DATA PROVIDED:
^^^^^^^^
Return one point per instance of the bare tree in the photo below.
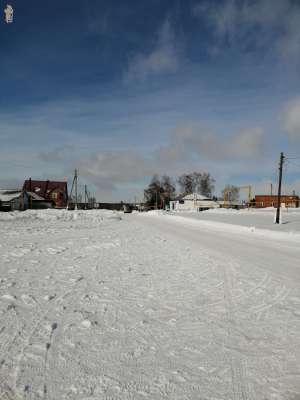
(231, 193)
(168, 189)
(199, 182)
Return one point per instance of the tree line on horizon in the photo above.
(162, 190)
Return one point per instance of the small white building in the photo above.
(193, 202)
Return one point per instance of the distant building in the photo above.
(51, 191)
(262, 201)
(37, 202)
(192, 202)
(13, 200)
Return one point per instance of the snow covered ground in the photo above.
(103, 305)
(259, 218)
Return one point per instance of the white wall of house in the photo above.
(193, 202)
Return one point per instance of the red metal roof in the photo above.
(45, 188)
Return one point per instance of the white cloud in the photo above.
(291, 119)
(164, 57)
(248, 143)
(107, 170)
(272, 25)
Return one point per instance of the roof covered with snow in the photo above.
(195, 196)
(9, 194)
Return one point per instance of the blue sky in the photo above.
(125, 89)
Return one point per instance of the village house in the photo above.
(51, 191)
(192, 202)
(13, 200)
(263, 201)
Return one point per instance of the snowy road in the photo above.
(147, 307)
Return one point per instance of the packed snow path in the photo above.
(145, 307)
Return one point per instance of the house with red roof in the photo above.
(53, 191)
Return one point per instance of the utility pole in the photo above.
(74, 185)
(85, 197)
(76, 192)
(279, 188)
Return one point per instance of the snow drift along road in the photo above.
(145, 307)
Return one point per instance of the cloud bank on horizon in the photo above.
(123, 91)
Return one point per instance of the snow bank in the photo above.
(61, 215)
(225, 227)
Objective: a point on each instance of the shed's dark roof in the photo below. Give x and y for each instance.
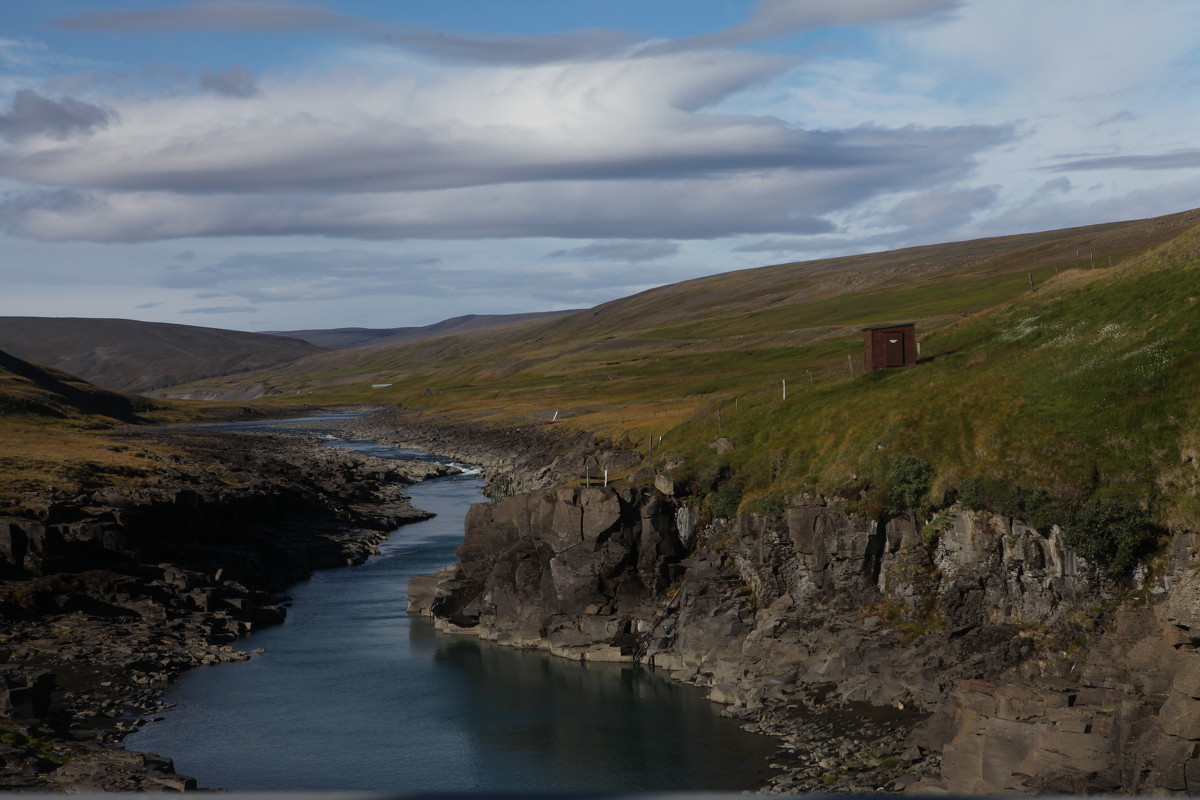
(880, 328)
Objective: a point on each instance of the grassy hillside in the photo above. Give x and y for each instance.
(1087, 388)
(60, 432)
(1084, 389)
(135, 356)
(649, 361)
(340, 338)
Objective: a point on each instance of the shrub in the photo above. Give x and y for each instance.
(1113, 536)
(724, 501)
(772, 504)
(909, 483)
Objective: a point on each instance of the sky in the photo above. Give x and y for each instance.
(289, 164)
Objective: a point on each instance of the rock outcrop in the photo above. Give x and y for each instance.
(107, 596)
(970, 655)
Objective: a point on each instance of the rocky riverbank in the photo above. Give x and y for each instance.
(107, 596)
(969, 655)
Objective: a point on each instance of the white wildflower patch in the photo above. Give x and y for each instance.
(1023, 329)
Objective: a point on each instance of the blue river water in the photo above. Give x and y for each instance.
(352, 692)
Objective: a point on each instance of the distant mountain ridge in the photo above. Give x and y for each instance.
(340, 338)
(30, 390)
(135, 356)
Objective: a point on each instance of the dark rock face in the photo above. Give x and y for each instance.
(107, 596)
(564, 569)
(839, 633)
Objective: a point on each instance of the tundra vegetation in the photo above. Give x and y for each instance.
(1083, 390)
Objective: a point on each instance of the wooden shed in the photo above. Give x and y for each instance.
(891, 346)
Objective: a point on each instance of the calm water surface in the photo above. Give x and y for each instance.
(354, 693)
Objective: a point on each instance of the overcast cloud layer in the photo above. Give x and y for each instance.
(379, 170)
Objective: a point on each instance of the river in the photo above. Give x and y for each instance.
(351, 692)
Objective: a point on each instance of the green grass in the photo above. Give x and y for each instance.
(1087, 388)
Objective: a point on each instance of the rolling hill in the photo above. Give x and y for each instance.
(133, 356)
(30, 390)
(1084, 385)
(339, 338)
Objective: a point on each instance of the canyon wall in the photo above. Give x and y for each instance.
(1008, 665)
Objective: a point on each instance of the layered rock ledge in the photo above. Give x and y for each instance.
(107, 596)
(973, 656)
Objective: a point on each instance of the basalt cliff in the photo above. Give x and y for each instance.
(108, 595)
(973, 655)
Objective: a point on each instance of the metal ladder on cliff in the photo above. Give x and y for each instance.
(640, 653)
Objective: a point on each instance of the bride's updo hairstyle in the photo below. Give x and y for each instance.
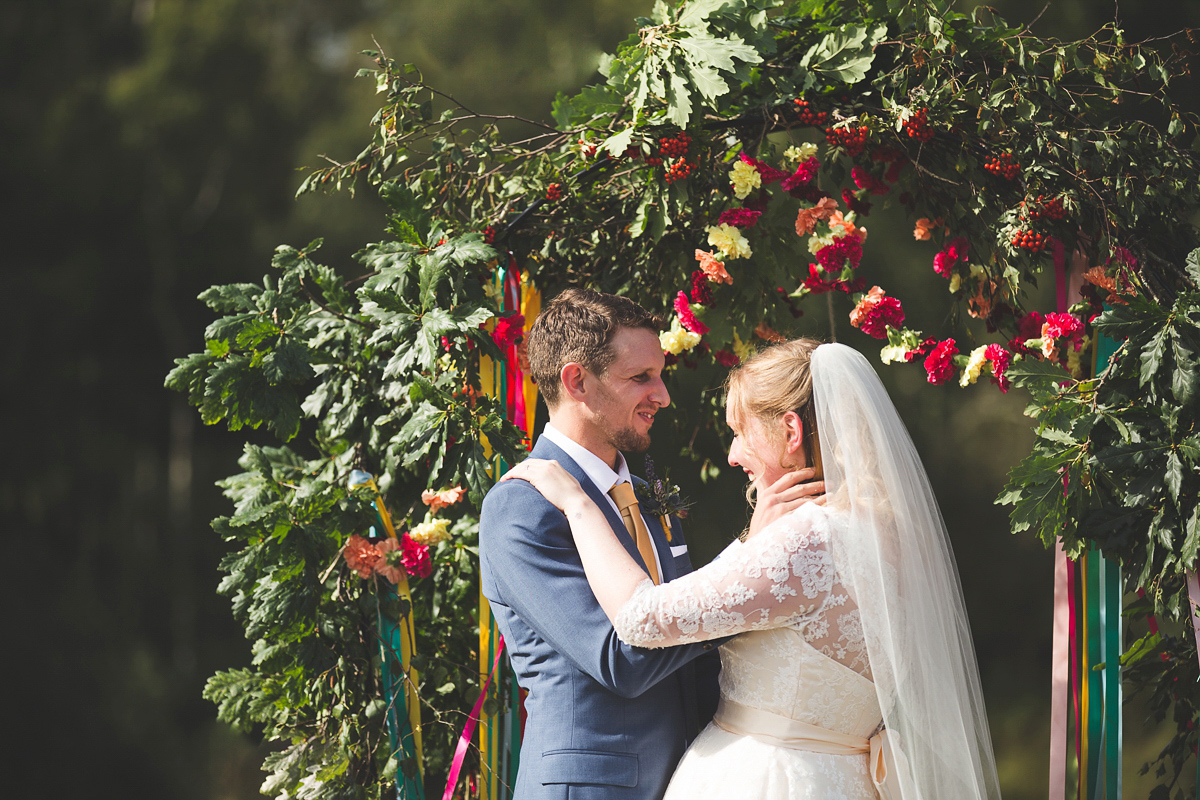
(769, 384)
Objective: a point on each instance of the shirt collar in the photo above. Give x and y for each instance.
(601, 474)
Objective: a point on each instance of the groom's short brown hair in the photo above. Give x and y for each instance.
(579, 325)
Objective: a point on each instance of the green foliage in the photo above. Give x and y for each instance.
(382, 366)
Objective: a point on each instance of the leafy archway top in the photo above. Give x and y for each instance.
(725, 170)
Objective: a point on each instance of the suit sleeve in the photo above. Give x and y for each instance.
(527, 547)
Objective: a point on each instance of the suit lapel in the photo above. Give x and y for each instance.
(547, 449)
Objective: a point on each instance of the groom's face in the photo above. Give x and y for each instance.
(631, 391)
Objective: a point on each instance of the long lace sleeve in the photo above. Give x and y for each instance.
(785, 576)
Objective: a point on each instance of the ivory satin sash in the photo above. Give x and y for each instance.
(888, 765)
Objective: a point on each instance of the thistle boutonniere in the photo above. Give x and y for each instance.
(661, 498)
^^^^^^^^
EXERCISE OBJECTIVE:
Reproduce all of the records above exactly, but exclude the pictures.

THE ANSWER:
Return one point per instance of the bare tree in the photo below.
(231, 193)
(168, 189)
(199, 182)
Return one point per instance of the tree line on horizon in the photo above.
(162, 190)
Return one point per instance of the small white building in the photo above.
(193, 202)
Return one point per instance of the distant building in the photo above.
(51, 191)
(262, 201)
(37, 202)
(192, 202)
(13, 200)
Return one point per instance of the snow covered ground in the photo above.
(103, 305)
(259, 218)
Return one point per instance of the white wall of house in the photo above.
(193, 202)
Return one point per instance of the red metal roof in the photo above.
(45, 188)
Return one point per instance of the white cloud in the photo above.
(291, 119)
(164, 57)
(248, 143)
(107, 170)
(272, 25)
Return one point per instance of the roof covered with snow in the photo above.
(195, 196)
(9, 194)
Return one point per instance of the blue sky in the photo above.
(125, 89)
Return one point per instance of the village house in the photo above.
(51, 191)
(192, 202)
(13, 200)
(263, 201)
Return one point per instance of the snowy road in the photo above.
(147, 307)
Return one point per instance of the packed snow path in the photo above.
(145, 307)
Return one point per instance of the house with red roof in the photo above.
(53, 191)
Return one point per instance of the utility pole in the photo above.
(74, 185)
(85, 197)
(76, 192)
(279, 188)
Return one point per instance of the snow drift along road in the photo above.
(145, 307)
Return one point per instance of the cloud bank on horizon in the photo above.
(123, 91)
Return one point per instance of the snow bank in the photo above.
(61, 215)
(225, 227)
Objective: a point on each instance of the shed's dark roof in the photo below. Give x and y for each instance.
(880, 328)
Objective: a point on each instance of the grassy hillside in the photo above. Give x and y for each instance.
(1087, 388)
(60, 432)
(1084, 389)
(135, 356)
(649, 361)
(340, 338)
Objective: a point on each instance of the shrub in the photo above. Give x and y for each instance.
(1113, 536)
(724, 501)
(772, 504)
(909, 483)
Objective: a point on each instance of the sky in the photo above. Give x and y for each instance.
(289, 164)
Objective: a point on each instance of the rock outcrop in the photo above. Give x and y for each instance.
(107, 596)
(970, 655)
Objective: a point on each instance of the rocky riverbank in the photo above. Give x and y for each instance.
(107, 596)
(969, 655)
Objective: a point on each instance of the white wildflower patch in the photo above. Give x and y for each instance.
(1023, 329)
Objective: a point on each instance of the blue river water in the photo above. Give x and y for each instance.
(352, 692)
Objective: a point on each instance of the distant mountain ridge in the photo above. Give x and y for each instance.
(340, 338)
(30, 390)
(135, 356)
Objective: a point on each instance of the dark rock face in the photo above. Give x and y for each instance.
(107, 596)
(564, 569)
(839, 633)
Objective: a point on each instance of the tundra vegetation in the photo above. Give x and y for each instance.
(1083, 390)
Objective: a point on each instance of the wooden shed in the photo above. Give x and y for each instance.
(891, 346)
Objective: a point on each instance of the calm water surface in the photo above. Give x and y for each instance.
(354, 693)
Objective: a point on each instance of the overcast cloud layer in the photo above. Give x and y for each instance.
(379, 170)
Objective: a point on each instance of the river in the photo above. Give x and y for each instance.
(351, 692)
Objective: a point on each instance of the green grass in the photo above. Give x and y for each instance.
(1087, 388)
Objective: a point on each instance of the rolling hill in the photo above. Give x and y for each instance.
(133, 356)
(30, 390)
(1084, 385)
(339, 338)
Objective: a point on each instance of the canyon wall in the photo above. Give x and y for each instance.
(1008, 665)
Objective: a point on each instance of the layered rock ledge in the photo above. Give x and y for each instance.
(107, 596)
(973, 656)
Objective: a point on each instance of the basalt cliff in the photo above. Give x and y for each instance.
(108, 595)
(973, 655)
Objective: a point on each instance of the metal ladder on cliff in the photo above. Give x and y for each instance.
(640, 653)
Objective: a point on each instance of the bride's updo hairstyle in the photo below. Give x and y for each instance.
(769, 384)
Objective: a point on each instance of the shirt collar in the photo above. Give x and y for each instance.
(601, 474)
Objective: a point on each instance of the groom's short brown hair in the photo above. Give x and y for each instance.
(579, 325)
Objective: a point on each instance of the green foliage in the photo above. Give x and y for each instance.
(382, 366)
Objective: a point on each instance of the leafy archway top in the photo above. Give x and y for each instance.
(725, 170)
Objective: a point on each instance of the suit sleeve in the photo above. Give x and y for each instance.
(527, 547)
Objective: a point on each instance of the suit lapel in the photo above. Give x and y for each instance.
(547, 449)
Objective: a point on each instance of the groom's face in the photo above. Give x and y for each instance.
(631, 391)
Objective: a point on each instance of the long lace sleeve in the photo above. Give x and y for each instance.
(785, 576)
Objective: a point on each instance of the ivory satin sash in the photo above. Give x and y for each instance.
(888, 765)
Objective: a point on each instance of the thistle boutonniere in the photo above. Give x and y for each instance.
(661, 498)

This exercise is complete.